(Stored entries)
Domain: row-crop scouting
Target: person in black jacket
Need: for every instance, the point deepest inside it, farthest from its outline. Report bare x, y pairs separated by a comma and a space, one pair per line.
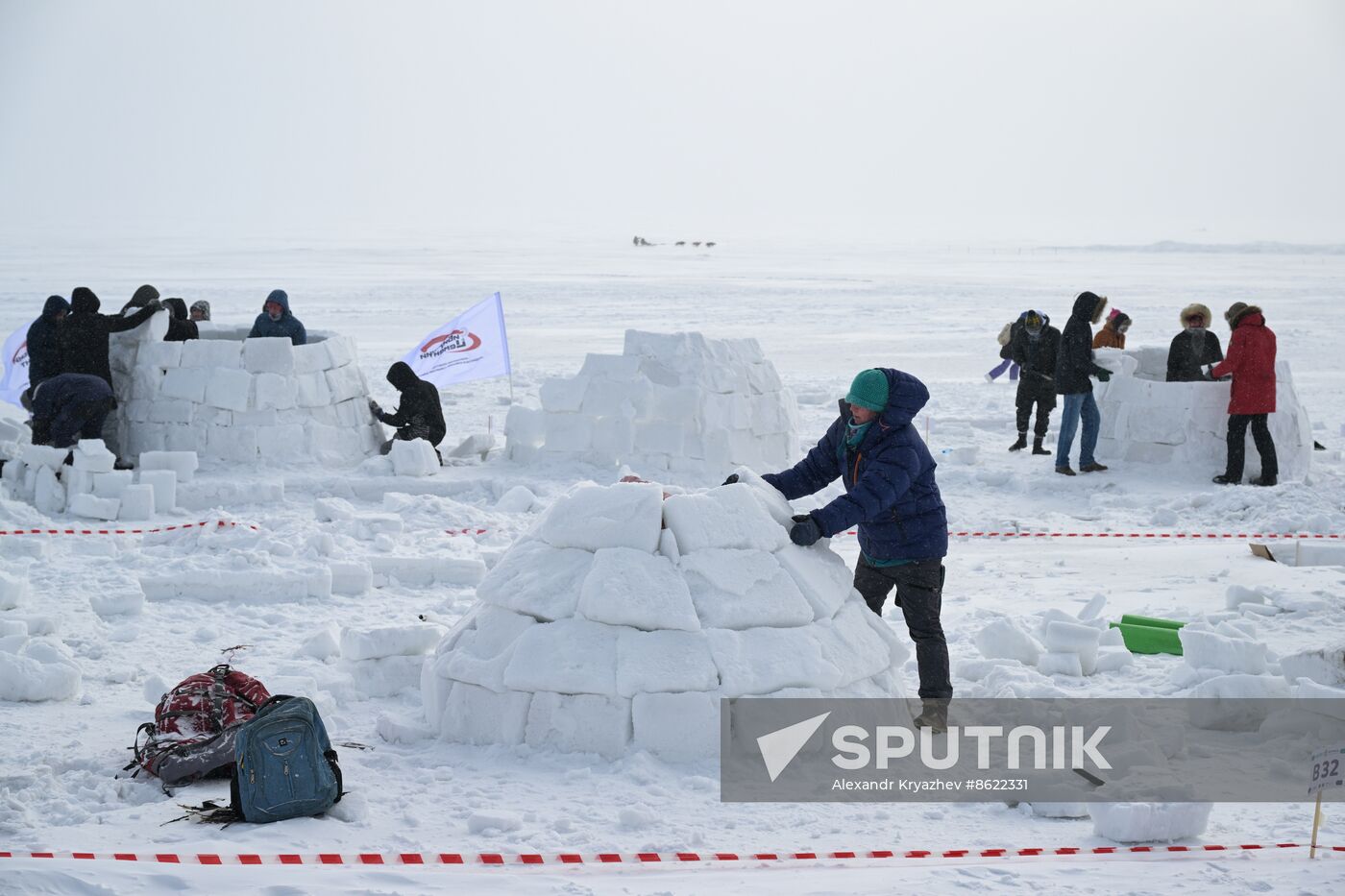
1194, 348
85, 336
179, 327
1035, 348
1073, 370
419, 413
44, 354
69, 408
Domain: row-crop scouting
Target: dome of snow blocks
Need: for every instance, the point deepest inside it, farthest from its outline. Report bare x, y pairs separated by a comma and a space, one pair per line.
599, 633
1147, 420
709, 403
219, 397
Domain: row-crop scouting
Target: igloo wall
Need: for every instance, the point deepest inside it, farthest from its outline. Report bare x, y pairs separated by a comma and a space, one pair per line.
670, 402
623, 618
244, 400
1152, 422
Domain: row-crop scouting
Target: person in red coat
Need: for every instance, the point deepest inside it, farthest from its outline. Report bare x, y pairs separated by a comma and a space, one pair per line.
1251, 363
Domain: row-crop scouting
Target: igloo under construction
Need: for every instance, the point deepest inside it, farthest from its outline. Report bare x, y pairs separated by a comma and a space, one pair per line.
234, 399
675, 402
625, 614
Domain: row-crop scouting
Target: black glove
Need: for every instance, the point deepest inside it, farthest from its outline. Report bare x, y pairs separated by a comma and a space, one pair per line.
806, 530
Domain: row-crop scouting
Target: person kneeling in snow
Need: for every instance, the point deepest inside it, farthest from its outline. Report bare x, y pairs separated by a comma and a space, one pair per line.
69, 408
1251, 362
419, 412
892, 496
278, 321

### YOUR INSTRUCTIONS
Exclude the pictures. Write out the remaining data exactly.

### RESULT
Domain: row-crop scouting
Target: person in black jacket
Need: for every instance, the point deepest inside it, farthest from its outline. Report bare x, y pairs separated by a comma and a space, one pair per line.
1194, 348
85, 336
179, 327
1035, 348
1073, 370
419, 413
44, 354
69, 408
Domain: row-crop scouting
Target: dome of snow blocks
Need: for every instance, the point deepest inside it, farthest from its outline. Report bare x, y pairs separated by a comma and a space, one pair per line.
599, 633
1147, 420
709, 403
219, 397
Domain: row-crop scouting
Target: igloo wall
Need: for every instance, the point deepest inside it, farthest from its outline. Report bare x, y pairs separated by a comma and a space, one pair per line.
670, 402
623, 618
244, 400
1152, 422
Domain: row-crop scouting
Target: person in red coat
Need: for every instance, the point deepest inside it, farthest from its outline. Report bare x, y pairs separated by a comma and a space, one pair per line.
1251, 363
Domain: row-crop scouting
Target: igloo under construction
Need: for every instance, the point deepest inside it, farthest from its outline. Report bare x, y pairs separated by a comma and a space, one pair per line.
234, 399
675, 402
625, 614
Domain: row-crop scouting
Target: black glove
Need: for every instance, the point deepest inside it, farthest from its outline. Report bare x, y pairs separated by a comma and a space, one pair per line.
806, 530
Domain: row-crop scouting
Target: person kneeling in snow
Need: for every instance, the point deepest inside it, farthest from its outline. Report bare x, y pairs separated by a comma and a space, one pair per line.
69, 408
1251, 362
419, 412
892, 496
278, 321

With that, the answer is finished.